Raw records:
----------

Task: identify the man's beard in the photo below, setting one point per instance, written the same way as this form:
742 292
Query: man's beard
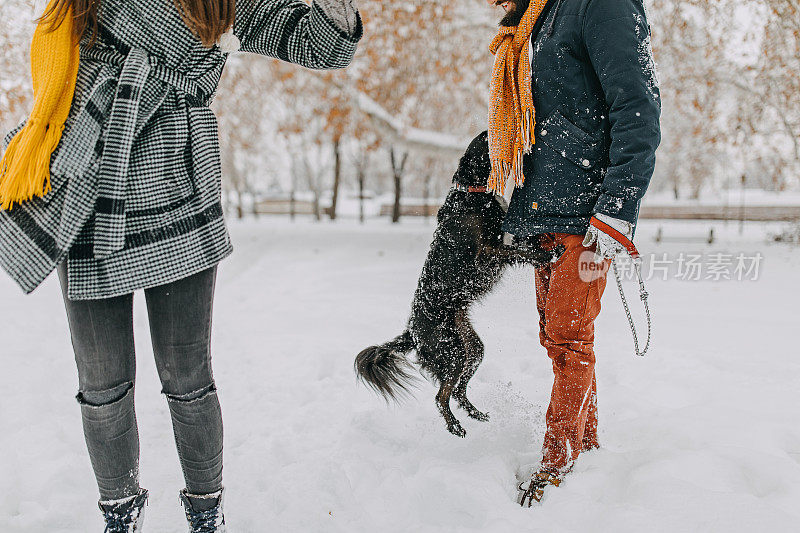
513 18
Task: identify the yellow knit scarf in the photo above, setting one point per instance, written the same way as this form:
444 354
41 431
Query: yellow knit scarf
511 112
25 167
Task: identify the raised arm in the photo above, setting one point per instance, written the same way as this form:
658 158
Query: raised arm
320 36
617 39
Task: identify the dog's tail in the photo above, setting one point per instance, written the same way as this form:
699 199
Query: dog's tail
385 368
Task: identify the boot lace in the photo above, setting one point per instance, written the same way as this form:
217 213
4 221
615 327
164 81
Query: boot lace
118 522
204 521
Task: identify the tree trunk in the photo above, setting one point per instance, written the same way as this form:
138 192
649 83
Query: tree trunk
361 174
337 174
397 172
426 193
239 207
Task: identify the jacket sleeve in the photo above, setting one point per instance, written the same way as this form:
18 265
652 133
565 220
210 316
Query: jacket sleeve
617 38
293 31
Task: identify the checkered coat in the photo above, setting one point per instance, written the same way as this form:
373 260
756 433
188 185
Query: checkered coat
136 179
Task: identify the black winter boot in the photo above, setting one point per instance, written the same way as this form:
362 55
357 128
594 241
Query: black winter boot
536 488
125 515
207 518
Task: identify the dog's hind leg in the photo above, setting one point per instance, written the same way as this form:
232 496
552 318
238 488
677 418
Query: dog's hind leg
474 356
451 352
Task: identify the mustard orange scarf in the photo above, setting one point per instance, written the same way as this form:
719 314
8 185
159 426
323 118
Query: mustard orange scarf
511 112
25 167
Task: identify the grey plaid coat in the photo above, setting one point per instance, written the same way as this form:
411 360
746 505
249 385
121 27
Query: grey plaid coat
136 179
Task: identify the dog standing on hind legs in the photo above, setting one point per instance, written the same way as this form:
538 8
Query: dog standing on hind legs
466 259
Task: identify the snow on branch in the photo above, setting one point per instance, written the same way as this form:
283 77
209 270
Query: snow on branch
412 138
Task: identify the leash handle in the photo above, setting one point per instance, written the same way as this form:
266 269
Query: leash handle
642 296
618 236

----------

Directions for this task: Copy the records above word for word, keeping every line in its original order. Leave the pictures out of your copy.

Full answer:
Task: identify the man's beard in the photo below, setting one point per instance, written the same way as this form:
742 292
Query: man's beard
513 18
Task: identify the yellow knit scarf in the photo above, setting one point per instance, written the same way as this form:
444 354
41 431
Query: yellow knit scarf
511 112
25 167
Task: identify the raised arm in the photo above, setting one point per instance, written the same way as this form:
658 158
Query: raised arm
320 36
617 39
Task: identify the dog's tail in the photo above, setting one point per instance, written the same way as this form:
699 199
Query: dog's tail
385 368
Task: identify the boot lace in the photo above, setting one point per instance, written the same way as this form:
217 213
4 221
615 327
164 81
Query: boot lace
118 522
204 521
Task: identify the tree trunk in the photo above, setting one point per instance, written the same way as this form:
138 192
649 83
Query: tree trunk
361 174
337 174
397 172
426 193
239 207
Task: identify the jacket sleeve in the photo above, setting one point per instance, written the same way as this form:
18 265
652 133
565 220
210 316
Query: jacket sleeve
617 38
293 31
Task: identify the checkered coat in the photo above, setting one point per instance, written the same way as this form:
373 260
756 433
188 185
Query: checkered coat
136 179
Task: identify the black winter boot in the photo above, setting one point per instance, written the same way as this form:
362 55
357 128
594 241
Query: black winter boot
536 488
125 515
207 518
Task: identify the dog's hind leg in the photo above, setting one point per instance, written the same way as this form:
232 496
552 318
238 488
677 418
Query: dog's hind leg
474 356
451 352
Task: identify the mustard orange scarf in the photo above, setting one point per instance, written the same way as this form:
719 314
8 185
159 426
323 118
Query: mustard orange scarf
511 112
25 167
Task: identify the grey plaid coat in the photo above, setting one point per instance, written the same way as this form:
411 360
746 505
249 385
121 27
Query: grey plaid coat
136 179
Task: identify the dog standing on hind legs in the photo above, setting one point per instance, written the same way as this form:
538 8
Query: dog standing on hind legs
466 259
Task: identify the snow on branch in the photo above, setting one point per instance, written the same way as this form:
283 77
209 270
Query: snow on branch
412 138
Task: identify the leash handle in the photo above, setting one point per instance, written the same way as this form:
266 269
Query: leash handle
642 296
618 236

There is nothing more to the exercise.